* Directions
Copy the full listing, changing nothing.

* The data
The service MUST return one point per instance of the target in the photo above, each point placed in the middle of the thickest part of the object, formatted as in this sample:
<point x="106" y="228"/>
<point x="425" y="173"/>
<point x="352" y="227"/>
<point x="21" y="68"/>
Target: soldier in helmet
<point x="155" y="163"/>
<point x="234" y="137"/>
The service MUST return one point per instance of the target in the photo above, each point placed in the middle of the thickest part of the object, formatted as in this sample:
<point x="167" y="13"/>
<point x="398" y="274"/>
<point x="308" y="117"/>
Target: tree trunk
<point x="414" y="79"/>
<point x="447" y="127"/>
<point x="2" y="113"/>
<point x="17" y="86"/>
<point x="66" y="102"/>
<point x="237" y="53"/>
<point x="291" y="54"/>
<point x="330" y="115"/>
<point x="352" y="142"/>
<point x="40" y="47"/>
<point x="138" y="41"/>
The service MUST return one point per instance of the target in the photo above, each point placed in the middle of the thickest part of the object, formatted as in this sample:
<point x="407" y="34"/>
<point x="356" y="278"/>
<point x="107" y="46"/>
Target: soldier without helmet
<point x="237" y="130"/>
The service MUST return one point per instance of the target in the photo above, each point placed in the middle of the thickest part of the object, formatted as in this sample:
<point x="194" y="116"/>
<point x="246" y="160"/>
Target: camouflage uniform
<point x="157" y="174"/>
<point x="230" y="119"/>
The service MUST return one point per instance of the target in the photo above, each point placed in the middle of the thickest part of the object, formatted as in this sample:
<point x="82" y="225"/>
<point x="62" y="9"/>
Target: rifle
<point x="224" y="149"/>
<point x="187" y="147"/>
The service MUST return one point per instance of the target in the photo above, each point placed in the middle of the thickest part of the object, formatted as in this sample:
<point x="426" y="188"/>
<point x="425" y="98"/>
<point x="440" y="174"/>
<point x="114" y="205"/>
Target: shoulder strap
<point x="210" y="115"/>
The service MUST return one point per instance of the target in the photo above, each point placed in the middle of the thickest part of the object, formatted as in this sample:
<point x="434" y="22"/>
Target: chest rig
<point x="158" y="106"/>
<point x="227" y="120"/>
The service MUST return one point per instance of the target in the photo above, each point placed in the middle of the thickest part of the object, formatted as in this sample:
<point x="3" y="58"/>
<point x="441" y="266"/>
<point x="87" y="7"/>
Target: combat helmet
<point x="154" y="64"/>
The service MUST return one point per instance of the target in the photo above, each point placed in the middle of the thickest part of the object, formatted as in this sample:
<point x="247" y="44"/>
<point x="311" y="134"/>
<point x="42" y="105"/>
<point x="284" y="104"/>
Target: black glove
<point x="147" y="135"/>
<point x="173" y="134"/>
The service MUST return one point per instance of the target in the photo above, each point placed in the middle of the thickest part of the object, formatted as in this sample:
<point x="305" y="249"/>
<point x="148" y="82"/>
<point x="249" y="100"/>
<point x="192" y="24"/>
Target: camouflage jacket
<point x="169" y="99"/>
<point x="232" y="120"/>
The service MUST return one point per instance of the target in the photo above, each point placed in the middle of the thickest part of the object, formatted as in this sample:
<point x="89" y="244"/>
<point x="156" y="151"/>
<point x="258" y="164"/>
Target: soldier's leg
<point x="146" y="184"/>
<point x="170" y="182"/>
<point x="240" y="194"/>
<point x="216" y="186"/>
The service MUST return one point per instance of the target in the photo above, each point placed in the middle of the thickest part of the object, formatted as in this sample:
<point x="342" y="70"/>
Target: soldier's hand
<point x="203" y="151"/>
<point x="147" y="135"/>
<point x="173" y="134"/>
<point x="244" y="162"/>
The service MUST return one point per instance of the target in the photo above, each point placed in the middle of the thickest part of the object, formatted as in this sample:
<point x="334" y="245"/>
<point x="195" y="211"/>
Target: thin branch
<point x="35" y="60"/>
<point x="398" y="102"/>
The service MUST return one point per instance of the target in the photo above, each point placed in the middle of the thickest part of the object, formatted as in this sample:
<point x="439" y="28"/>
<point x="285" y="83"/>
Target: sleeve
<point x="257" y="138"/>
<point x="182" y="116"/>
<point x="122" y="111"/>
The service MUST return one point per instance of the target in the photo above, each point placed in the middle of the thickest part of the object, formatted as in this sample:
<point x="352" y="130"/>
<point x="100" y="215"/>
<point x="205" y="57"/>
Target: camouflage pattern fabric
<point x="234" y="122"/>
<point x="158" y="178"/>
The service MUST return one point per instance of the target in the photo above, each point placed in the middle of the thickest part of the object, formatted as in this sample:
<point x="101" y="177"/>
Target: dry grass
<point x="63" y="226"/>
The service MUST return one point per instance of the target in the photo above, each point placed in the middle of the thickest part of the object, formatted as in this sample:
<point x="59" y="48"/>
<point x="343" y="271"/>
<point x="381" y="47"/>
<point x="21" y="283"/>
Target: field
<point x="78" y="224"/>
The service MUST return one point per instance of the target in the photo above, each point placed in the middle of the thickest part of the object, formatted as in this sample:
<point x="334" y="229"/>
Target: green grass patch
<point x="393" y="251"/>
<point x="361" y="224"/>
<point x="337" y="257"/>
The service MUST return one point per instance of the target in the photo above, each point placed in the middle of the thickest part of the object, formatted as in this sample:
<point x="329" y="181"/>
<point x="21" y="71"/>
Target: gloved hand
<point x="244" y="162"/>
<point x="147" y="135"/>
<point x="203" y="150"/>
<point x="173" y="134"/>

* Written response
The service MUST return one point per instance of the target in the photo above, each point placed in the middle of the thickest part of the object, formatted as in this sample:
<point x="106" y="228"/>
<point x="425" y="173"/>
<point x="352" y="227"/>
<point x="21" y="68"/>
Target: soldier in helmet
<point x="155" y="163"/>
<point x="234" y="137"/>
The service MUST return one point per instance of the target in the photo above, each point placed in the middle of the thickest part of the object, formatted as in this sample:
<point x="167" y="13"/>
<point x="398" y="274"/>
<point x="308" y="117"/>
Target: tree trunk
<point x="414" y="79"/>
<point x="447" y="127"/>
<point x="2" y="113"/>
<point x="17" y="86"/>
<point x="66" y="102"/>
<point x="237" y="53"/>
<point x="291" y="54"/>
<point x="330" y="115"/>
<point x="352" y="142"/>
<point x="40" y="47"/>
<point x="138" y="41"/>
The service MUST return one point per instance of the target in the photo above, each point placed in the middle of the thickest part of the object, formatted as in this sample:
<point x="407" y="34"/>
<point x="356" y="278"/>
<point x="107" y="46"/>
Target: soldier without helmet
<point x="237" y="130"/>
The service MUST return one point per instance of the target in the photo above, each point placed in the middle of the thickest part of the object, formatted as in this sample:
<point x="194" y="116"/>
<point x="246" y="160"/>
Target: camouflage uniform
<point x="157" y="174"/>
<point x="230" y="119"/>
The service MUST return one point per instance of the target in the photo above, each point placed in the middle of the thickest part of the object, formatted as in this sample:
<point x="82" y="225"/>
<point x="62" y="9"/>
Target: rifle
<point x="224" y="149"/>
<point x="187" y="147"/>
The service MUST return one point per instance of the target in the photo above, each point placed in the middle of the thickest part of the object, formatted as in this sample:
<point x="426" y="188"/>
<point x="425" y="98"/>
<point x="440" y="174"/>
<point x="114" y="205"/>
Target: shoulder strap
<point x="210" y="115"/>
The service MUST return one point per instance of the target in the photo above, each point placed in the middle of the thickest part of the object, formatted as in this sample:
<point x="434" y="22"/>
Target: chest rig
<point x="158" y="106"/>
<point x="227" y="120"/>
The service MUST return one point per instance of the target in the photo above, each point placed in the middle of the thickest part of the object, formatted as in this sample:
<point x="3" y="58"/>
<point x="441" y="266"/>
<point x="87" y="7"/>
Target: combat helmet
<point x="154" y="64"/>
The service MUST return one point per instance of the target in the photo above, each point placed in the middle of the thickest part of the object, formatted as in this sample:
<point x="247" y="44"/>
<point x="311" y="134"/>
<point x="42" y="105"/>
<point x="284" y="104"/>
Target: black glove
<point x="147" y="135"/>
<point x="173" y="134"/>
The service MUST return one point per instance of the target in the photo above, each point placed in the middle of the thickest part of the object, formatted as in this sample:
<point x="305" y="249"/>
<point x="148" y="82"/>
<point x="249" y="100"/>
<point x="192" y="24"/>
Target: camouflage jacket
<point x="169" y="99"/>
<point x="232" y="120"/>
The service MUST return one point per instance of the target in the photo above, each point placed in the middle of the thickest part of the object, formatted as in this sample:
<point x="89" y="244"/>
<point x="156" y="151"/>
<point x="258" y="164"/>
Target: soldier's leg
<point x="146" y="184"/>
<point x="170" y="182"/>
<point x="240" y="194"/>
<point x="216" y="186"/>
The service MUST return one point per instance of the target in the photo above, each point placed in the middle of the thickest part of the object, formatted as in this sample:
<point x="342" y="70"/>
Target: soldier's hand
<point x="203" y="151"/>
<point x="147" y="135"/>
<point x="173" y="134"/>
<point x="244" y="162"/>
The service MUST return one point per instance of the target in the photo above, each point placed in the middle of the thickest part of the object, formatted as in this sample:
<point x="334" y="245"/>
<point x="195" y="211"/>
Target: thin branch
<point x="35" y="60"/>
<point x="398" y="102"/>
The service MUST return one point per instance of the target in the photo above, each point placed in the middle of the thickest part of the object, formatted as in this sample:
<point x="439" y="28"/>
<point x="285" y="83"/>
Target: sleeve
<point x="257" y="138"/>
<point x="182" y="116"/>
<point x="122" y="111"/>
The service MUST return one point per instance of the target in the photo above, each point placed in the middle of the thickest part of the object, formatted as in this sample:
<point x="352" y="130"/>
<point x="100" y="215"/>
<point x="205" y="57"/>
Target: camouflage pattern fabric
<point x="234" y="122"/>
<point x="158" y="178"/>
The service MUST return one point per instance of the target in the photo above, each point placed in the middle of the thickest part of the object, formatted as in this sample:
<point x="101" y="177"/>
Target: dry grass
<point x="63" y="226"/>
The service MUST return one point per instance of the target in the photo above, each point placed in the middle of the thickest part of the object, formatted as in this sample:
<point x="59" y="48"/>
<point x="343" y="271"/>
<point x="381" y="47"/>
<point x="21" y="283"/>
Target: field
<point x="78" y="224"/>
The service MUST return one point per instance of the target in the photo above, each point placed in the middle of the thickest part of the object, formatted as in this sample:
<point x="334" y="229"/>
Target: green grass patch
<point x="393" y="251"/>
<point x="361" y="224"/>
<point x="337" y="257"/>
The service MUST return one point per instance of the target in the photo above, each point placed in the middle of the thickest part of the object, formatted as in this sample:
<point x="329" y="181"/>
<point x="21" y="71"/>
Target: gloved hand
<point x="244" y="162"/>
<point x="147" y="135"/>
<point x="203" y="150"/>
<point x="173" y="134"/>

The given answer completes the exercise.